▶ [What is being asked] In full and without alteration, print the entries that follow.

▶ [The input]
[Start of Attachment]

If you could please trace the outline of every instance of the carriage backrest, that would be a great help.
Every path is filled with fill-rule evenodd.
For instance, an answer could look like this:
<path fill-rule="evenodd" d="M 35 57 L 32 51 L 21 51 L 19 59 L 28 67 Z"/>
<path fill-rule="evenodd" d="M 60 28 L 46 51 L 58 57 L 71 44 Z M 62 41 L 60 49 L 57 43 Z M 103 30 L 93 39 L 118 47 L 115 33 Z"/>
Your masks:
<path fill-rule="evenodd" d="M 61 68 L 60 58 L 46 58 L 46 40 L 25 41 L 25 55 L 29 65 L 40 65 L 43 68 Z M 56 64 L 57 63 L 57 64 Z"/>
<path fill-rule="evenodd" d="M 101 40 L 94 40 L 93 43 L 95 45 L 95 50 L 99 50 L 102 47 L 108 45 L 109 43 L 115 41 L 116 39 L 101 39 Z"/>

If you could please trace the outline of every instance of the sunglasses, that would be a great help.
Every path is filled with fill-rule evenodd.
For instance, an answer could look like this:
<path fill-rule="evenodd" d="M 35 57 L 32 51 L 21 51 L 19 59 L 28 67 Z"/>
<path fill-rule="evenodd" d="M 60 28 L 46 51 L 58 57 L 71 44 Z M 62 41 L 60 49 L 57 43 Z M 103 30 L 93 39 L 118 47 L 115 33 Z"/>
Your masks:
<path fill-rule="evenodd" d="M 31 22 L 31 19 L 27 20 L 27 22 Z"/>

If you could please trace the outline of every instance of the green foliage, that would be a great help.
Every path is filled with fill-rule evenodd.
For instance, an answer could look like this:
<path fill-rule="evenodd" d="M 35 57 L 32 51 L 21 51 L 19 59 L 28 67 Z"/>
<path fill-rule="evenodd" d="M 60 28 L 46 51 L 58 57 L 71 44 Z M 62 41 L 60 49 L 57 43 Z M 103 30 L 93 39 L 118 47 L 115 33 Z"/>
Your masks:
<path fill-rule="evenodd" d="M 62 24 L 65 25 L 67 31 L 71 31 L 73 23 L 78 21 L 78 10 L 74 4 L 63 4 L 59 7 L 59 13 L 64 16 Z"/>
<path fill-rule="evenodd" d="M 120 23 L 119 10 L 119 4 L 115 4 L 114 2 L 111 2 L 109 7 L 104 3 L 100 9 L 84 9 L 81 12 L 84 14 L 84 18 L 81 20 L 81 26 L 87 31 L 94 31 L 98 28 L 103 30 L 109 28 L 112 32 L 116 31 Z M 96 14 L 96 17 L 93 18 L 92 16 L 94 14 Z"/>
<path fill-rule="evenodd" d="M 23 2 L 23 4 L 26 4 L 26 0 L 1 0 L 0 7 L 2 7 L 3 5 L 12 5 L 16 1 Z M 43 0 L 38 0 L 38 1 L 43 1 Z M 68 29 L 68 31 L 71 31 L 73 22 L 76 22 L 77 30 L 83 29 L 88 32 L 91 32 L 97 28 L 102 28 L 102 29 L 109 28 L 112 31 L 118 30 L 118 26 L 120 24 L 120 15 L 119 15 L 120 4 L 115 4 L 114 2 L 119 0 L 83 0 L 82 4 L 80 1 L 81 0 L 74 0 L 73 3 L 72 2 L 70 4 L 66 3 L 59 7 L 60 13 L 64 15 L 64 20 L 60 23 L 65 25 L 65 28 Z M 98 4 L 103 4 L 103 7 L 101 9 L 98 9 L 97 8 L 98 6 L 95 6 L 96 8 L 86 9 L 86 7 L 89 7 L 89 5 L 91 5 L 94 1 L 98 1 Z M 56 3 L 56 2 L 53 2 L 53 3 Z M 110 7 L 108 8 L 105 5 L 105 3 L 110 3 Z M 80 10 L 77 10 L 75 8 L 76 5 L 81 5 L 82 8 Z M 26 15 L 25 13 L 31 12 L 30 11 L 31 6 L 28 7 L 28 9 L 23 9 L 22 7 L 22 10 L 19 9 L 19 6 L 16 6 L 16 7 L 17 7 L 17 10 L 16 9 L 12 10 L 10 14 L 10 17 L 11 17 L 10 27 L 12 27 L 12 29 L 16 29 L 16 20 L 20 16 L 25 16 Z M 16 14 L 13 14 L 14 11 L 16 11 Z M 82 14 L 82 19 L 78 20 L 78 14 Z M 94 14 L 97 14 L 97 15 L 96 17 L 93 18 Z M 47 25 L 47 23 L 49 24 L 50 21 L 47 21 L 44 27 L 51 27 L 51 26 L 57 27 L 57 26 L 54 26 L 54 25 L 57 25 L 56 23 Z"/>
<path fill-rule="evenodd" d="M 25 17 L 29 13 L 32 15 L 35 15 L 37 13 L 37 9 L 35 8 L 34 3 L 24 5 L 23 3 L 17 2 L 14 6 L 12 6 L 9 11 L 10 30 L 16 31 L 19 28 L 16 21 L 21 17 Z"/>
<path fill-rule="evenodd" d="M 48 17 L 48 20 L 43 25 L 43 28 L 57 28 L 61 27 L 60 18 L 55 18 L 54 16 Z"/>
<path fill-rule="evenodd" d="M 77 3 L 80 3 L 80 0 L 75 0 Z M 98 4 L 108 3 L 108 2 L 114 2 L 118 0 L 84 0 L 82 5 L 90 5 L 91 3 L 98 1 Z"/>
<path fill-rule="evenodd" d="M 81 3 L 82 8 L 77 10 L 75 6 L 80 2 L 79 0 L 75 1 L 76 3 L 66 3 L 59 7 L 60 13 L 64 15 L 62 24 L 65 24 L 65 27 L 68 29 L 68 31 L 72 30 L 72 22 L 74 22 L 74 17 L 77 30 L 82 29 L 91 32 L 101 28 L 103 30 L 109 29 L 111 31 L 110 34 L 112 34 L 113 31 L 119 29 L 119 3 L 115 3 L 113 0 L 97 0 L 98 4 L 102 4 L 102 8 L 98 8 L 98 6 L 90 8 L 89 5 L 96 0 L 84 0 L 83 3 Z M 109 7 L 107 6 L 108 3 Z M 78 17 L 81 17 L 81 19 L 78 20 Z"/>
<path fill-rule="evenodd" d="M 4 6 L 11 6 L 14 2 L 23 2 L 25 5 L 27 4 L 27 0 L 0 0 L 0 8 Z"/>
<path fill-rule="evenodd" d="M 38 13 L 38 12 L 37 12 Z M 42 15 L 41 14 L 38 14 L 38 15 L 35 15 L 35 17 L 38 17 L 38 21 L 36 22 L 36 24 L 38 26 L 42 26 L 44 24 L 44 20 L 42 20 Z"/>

[End of Attachment]

▶ [Worked solution]
If you could please trace the outline of every instance of the carriage backrest, that would be a great help.
Every path is filled with fill-rule evenodd.
For instance, an answer could look like this:
<path fill-rule="evenodd" d="M 35 57 L 32 51 L 21 51 L 19 59 L 28 67 Z"/>
<path fill-rule="evenodd" d="M 60 28 L 46 51 L 58 57 L 71 44 Z M 62 41 L 60 49 L 57 43 Z M 103 30 L 93 39 L 118 47 L 115 33 Z"/>
Your masks:
<path fill-rule="evenodd" d="M 61 68 L 60 58 L 46 58 L 46 40 L 25 41 L 25 55 L 29 65 L 40 65 L 43 68 Z M 56 64 L 57 63 L 57 64 Z"/>
<path fill-rule="evenodd" d="M 101 40 L 94 40 L 93 43 L 95 45 L 95 50 L 99 50 L 102 47 L 108 45 L 109 43 L 115 41 L 116 39 L 101 39 Z"/>

If you could please trace the outline of every instance of the sunglasses, that would be a great help.
Every path is filled with fill-rule evenodd.
For instance, an answer could look like this:
<path fill-rule="evenodd" d="M 35 57 L 32 51 L 21 51 L 19 59 L 28 67 Z"/>
<path fill-rule="evenodd" d="M 60 28 L 46 51 L 58 57 L 71 44 Z M 62 41 L 60 49 L 57 43 Z M 103 30 L 93 39 L 118 47 L 115 33 Z"/>
Your masks:
<path fill-rule="evenodd" d="M 31 22 L 31 19 L 27 20 L 27 22 Z"/>

If you could please trace the outline of every instance of the green foliage, that would be a great help.
Every path is filled with fill-rule evenodd.
For instance, an answer could look like this:
<path fill-rule="evenodd" d="M 35 57 L 32 51 L 21 51 L 19 59 L 28 67 Z"/>
<path fill-rule="evenodd" d="M 60 28 L 46 51 L 58 57 L 71 44 Z M 62 41 L 60 49 L 57 43 Z M 103 30 L 93 39 L 118 47 L 115 33 Z"/>
Your masks:
<path fill-rule="evenodd" d="M 62 24 L 65 25 L 67 31 L 71 31 L 73 23 L 78 21 L 78 10 L 74 4 L 63 4 L 59 7 L 59 13 L 64 16 Z"/>
<path fill-rule="evenodd" d="M 120 23 L 119 10 L 119 4 L 115 4 L 114 2 L 111 2 L 109 7 L 104 3 L 100 9 L 84 9 L 81 12 L 84 14 L 84 18 L 81 20 L 81 26 L 87 31 L 94 31 L 98 28 L 103 30 L 109 28 L 112 32 L 116 31 Z M 96 14 L 96 17 L 93 18 L 92 16 L 94 14 Z"/>
<path fill-rule="evenodd" d="M 23 2 L 23 4 L 26 4 L 26 0 L 1 0 L 0 7 L 2 7 L 3 5 L 12 5 L 16 1 Z M 43 0 L 38 0 L 38 1 L 43 1 Z M 68 29 L 68 31 L 71 31 L 73 22 L 76 22 L 77 30 L 83 29 L 88 32 L 91 32 L 97 28 L 102 28 L 102 29 L 109 28 L 112 31 L 118 30 L 118 26 L 120 24 L 120 15 L 119 15 L 120 4 L 115 4 L 114 2 L 119 0 L 83 0 L 82 4 L 80 1 L 81 0 L 74 0 L 73 3 L 72 2 L 70 4 L 66 3 L 59 7 L 60 13 L 64 15 L 64 20 L 60 23 L 65 25 L 65 28 Z M 98 4 L 103 4 L 103 7 L 101 9 L 98 9 L 97 8 L 98 6 L 95 6 L 96 8 L 86 9 L 86 7 L 89 7 L 89 5 L 91 5 L 94 1 L 98 1 Z M 56 3 L 56 2 L 53 2 L 53 3 Z M 110 7 L 108 8 L 105 5 L 105 3 L 110 3 Z M 80 10 L 77 10 L 75 8 L 76 5 L 81 5 L 82 8 Z M 26 15 L 25 13 L 31 12 L 30 11 L 31 6 L 28 7 L 28 9 L 23 9 L 22 7 L 22 10 L 19 9 L 19 6 L 16 6 L 16 7 L 17 7 L 17 10 L 16 9 L 12 10 L 10 14 L 10 17 L 11 17 L 10 27 L 12 27 L 12 29 L 16 29 L 16 20 L 20 16 L 25 16 Z M 16 14 L 13 14 L 14 11 L 16 11 Z M 82 14 L 82 19 L 78 20 L 78 14 Z M 94 14 L 97 14 L 97 15 L 96 17 L 93 18 Z M 47 25 L 47 23 L 49 24 L 50 21 L 47 21 L 44 27 L 51 27 L 51 26 L 57 27 L 57 26 L 54 26 L 54 25 L 57 25 L 56 23 Z"/>
<path fill-rule="evenodd" d="M 25 17 L 29 13 L 32 15 L 35 15 L 37 13 L 37 9 L 35 8 L 34 3 L 24 5 L 23 3 L 17 2 L 14 6 L 12 6 L 9 11 L 10 30 L 16 31 L 19 28 L 16 21 L 21 17 Z"/>
<path fill-rule="evenodd" d="M 48 17 L 48 20 L 43 25 L 43 28 L 57 28 L 61 27 L 60 18 L 55 18 L 54 16 Z"/>
<path fill-rule="evenodd" d="M 77 3 L 80 3 L 80 0 L 75 0 Z M 98 4 L 108 3 L 108 2 L 114 2 L 118 0 L 84 0 L 82 5 L 90 5 L 91 3 L 98 1 Z"/>
<path fill-rule="evenodd" d="M 81 3 L 82 8 L 77 10 L 75 6 L 80 2 L 79 0 L 75 1 L 76 3 L 66 3 L 59 7 L 60 13 L 64 15 L 62 24 L 65 24 L 65 27 L 68 29 L 68 31 L 72 30 L 72 22 L 74 22 L 74 17 L 77 30 L 82 29 L 91 32 L 101 28 L 103 30 L 109 29 L 111 31 L 110 34 L 112 34 L 113 31 L 119 29 L 119 3 L 115 3 L 113 0 L 97 0 L 98 4 L 102 4 L 102 8 L 98 8 L 98 6 L 90 8 L 89 5 L 96 0 L 84 0 L 83 3 Z M 109 7 L 107 6 L 108 3 Z M 78 17 L 81 17 L 81 19 L 78 20 Z"/>
<path fill-rule="evenodd" d="M 4 6 L 11 6 L 14 2 L 23 2 L 25 5 L 27 4 L 27 0 L 0 0 L 0 8 Z"/>
<path fill-rule="evenodd" d="M 38 13 L 38 12 L 37 12 Z M 42 15 L 41 14 L 38 14 L 38 15 L 35 15 L 35 17 L 38 17 L 38 21 L 36 22 L 36 24 L 38 26 L 42 26 L 44 24 L 44 20 L 42 20 Z"/>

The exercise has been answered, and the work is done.